How many paths from A = lower left corner to B = upper right corner.
Do not take the dotted line paths and only move either right or up.
I am getting
$$\binom{20}{10} - \left [ \binom{9}{5}.\binom{10}{5} + \binom{14}{7}.\binom{5}{3} - \binom{9}{4}.\binom{4}{2}. \binom{5}{3}\right ]$$
Is this correct ?
Constraints :
(1) going right or up and starting lower left and finishing upper right.
(2) going through the lower left "$\dots$".
(3) going through the upper right "$\vdots$".
Let :
$X$ = set of paths verifying (1).
$A$ = set of paths verifying (1) and (2). ($A\subset X$)
$B$ = set of paths verifying (1) and (3). ($B\subset X$)
$C$ = set of paths verifying (1) but not (2) and not (3). ($C = (A\cup B)^c = A^c \cap B^c \subset X$)

_GOALS:_
1. In the lattice path question, which directions are the moves allowed to go?
2. Continue the lattice path discussion after its last sentence.
The material after this point isn't needed.

_SUPPLIED MATERIAL:_
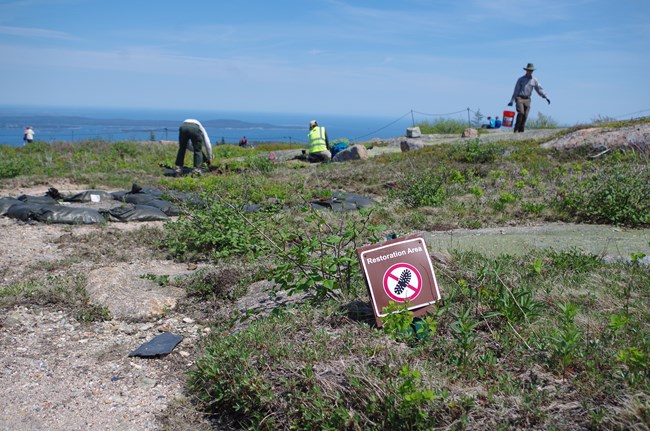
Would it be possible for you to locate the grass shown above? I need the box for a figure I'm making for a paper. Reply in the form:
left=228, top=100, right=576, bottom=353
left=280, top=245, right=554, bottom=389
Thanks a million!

_THE RESULTS:_
1. Only right or up.

2.
Then
$|C| = (A\cup B)^c \\= |X| - |A\cup B| \\= |X| - (|A| + |B| - |A\cap B|) \\= |X| - |A| - |B| + |A\cap B|$
Now we need to count. A path can be described as a word made out of the letters $u$ (up) and $r$ (right).
For X we have 10 u's and 10 r's for a total of 20 letters. So $|X| = 20!/(10! 10!)$.
Then $|A| = (9!/(4!5!))(10!/(5!5!))$
Then $|B| = (14!/(7!7!))(5!/(3!2!))$
Then $|A\cap B| = (9!/(4!5!))(4!/(2!2!))(5!/(3!2!))$
So I get
$|C| = 20!/(10! 10!) \\ -(9!/(4!5!))(10!/(5!5!)) \\- (14!/(7!7!))(5!/(3!2!)) \\+ (9!/(4!5!))(4!/(2!2!))(5!/(3!2!))$
(sorry for the typing mess)
Yes, I believe your answer is good.